**QUESITO SCRITTO A:** Nell'articolo sulle proteste negli Stati Uniti, su quale piattaforma ha pubblicato lunedì i suoi pensieri Barack Obama?
**QUESITO SCRITTO B:** Trascrivi dall'articolo sulle proteste negli Stati Uniti il passo che si apre con le parole contenenti "Mentre milioni di" e si chiude con "portare un vero cambiamento.".

**ESTRATTO DEL DOCUMENTO:**
###
Cosa dice Obama sulle proteste negli Stati Uniti
«Se vogliamo portare un vero cambiamento, la scelta non è tra proteste e politica. Dobbiamo fare entrambe le cose»
L’ex presidente degli Stati Uniti Barack Obama ha pubblicato lunedì su Medium alcuni suoi pensieri e consigli sulle proteste in corso in tutto il paese, per aiutare ad arrivare a un vero cambiamento. Obama ha sostenuto le proteste pacifiche e condannato quelle violente, e ha dato ai giovani attivisti alcune risorse utili per sostenere lo slancio del momento e tramutarlo in azioni concrete.
Mentre milioni di persone in tutto il paese scendono in strada e fanno sentire la loro voce in risposta all’omicidio di George Floyd e all’annoso problema delle decisioni giudiziarie inique, in molti si stanno chiedendo come si possa sfruttare questo momento per portare un vero cambiamento.
Fondamentalmente, spetterà alle nuove generazioni di attivisti il compito di ideare strategie che meglio si adattino ai tempi che corrono. Ma credo che ci siano da trarre alcune importanti lezioni dagli sforzi fatti in passato.
Innanzitutto, l’ondata di proteste che attraversa il paese rappresenta un genuino e legittimo sentimento di frustrazione per i continui fallimenti nel riformare le pratiche di polizia e del più ampio sistema di giustizia penale negli Stati Uniti. La stragrande maggioranza dei partecipanti alle proteste è stata pacifica, coraggiosa, responsabile e stimolante. Meritano il nostro rispetto e il nostro sostegno, non condanne, come la polizia in città come Camden e Flint ha avuto il merito di capire.
D’altro canto, una piccola minoranza di persone che sono ricorse a varie forme di violenza – che si tratti di vera rabbia o mero opportunismo – sta mettendo a rischio persone innocenti e peggiorando le condizioni di quartieri già a corto di servizi e lontani dagli investimenti. Ho visto un’anziana donna nera intervistata in lacrime perché l’unico alimentari nel suo quartiere è stato distrutto. Se la storia ci insegna qualcosa, quel negozio potrebbe impiegare anni per riaprire. Quindi non giustifichiamo la violenza, non cerchiamo di razionalizzarla o di parteciparvi. Se vogliamo che il nostro sistema di giustizia penale, e più in generale la società americana, operino secondo un codice etico più elevato, allora dobbiamo modellarlo noi quel codice.
Ho sentito alcuni suggerire che il problema dei pregiudizi razziali nel nostro sistema penale dimostra che solo le proteste e le azioni dirette possono portare dei cambiamenti, e che votare e partecipare alla politica elettorale sia una perdita di tempo. Non potrei essere più in disaccordo.
Il senso della protesta è sensibilizzare l’opinione pubblica, puntare i riflettori sulle ingiustizie e mettere a disagio il potere; infatti, nel corso della storia americana, spesso è stato solo in risposta alle proteste e alla disobbedienza civile che il sistema politico ha prestato attenzione alle comunità emarginate. Ma alla fine, le aspirazioni devono essere tradotte in leggi e pratiche istituzionali specifiche: e in una democrazia, ciò accade solo quando eleggiamo persone che rispondono alle nostre richieste.
###
**BLOCCO DATI:**
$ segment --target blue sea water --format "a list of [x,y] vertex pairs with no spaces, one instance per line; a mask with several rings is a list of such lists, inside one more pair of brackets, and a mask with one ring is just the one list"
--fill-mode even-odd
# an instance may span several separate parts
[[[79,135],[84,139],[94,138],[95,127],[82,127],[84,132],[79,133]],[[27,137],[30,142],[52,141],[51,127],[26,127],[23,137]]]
###
**RISPOSTA COMPLETA A:** Su Medium.

**RISPOSTA COMPLETA B:**
Mentre milioni di persone in tutto il paese scendono in strada e fanno sentire la loro voce in risposta all’omicidio di George Floyd e all’annoso problema delle decisioni giudiziarie inique, in molti si stanno chiedendo come si possa sfruttare questo momento per portare un vero cambiamento.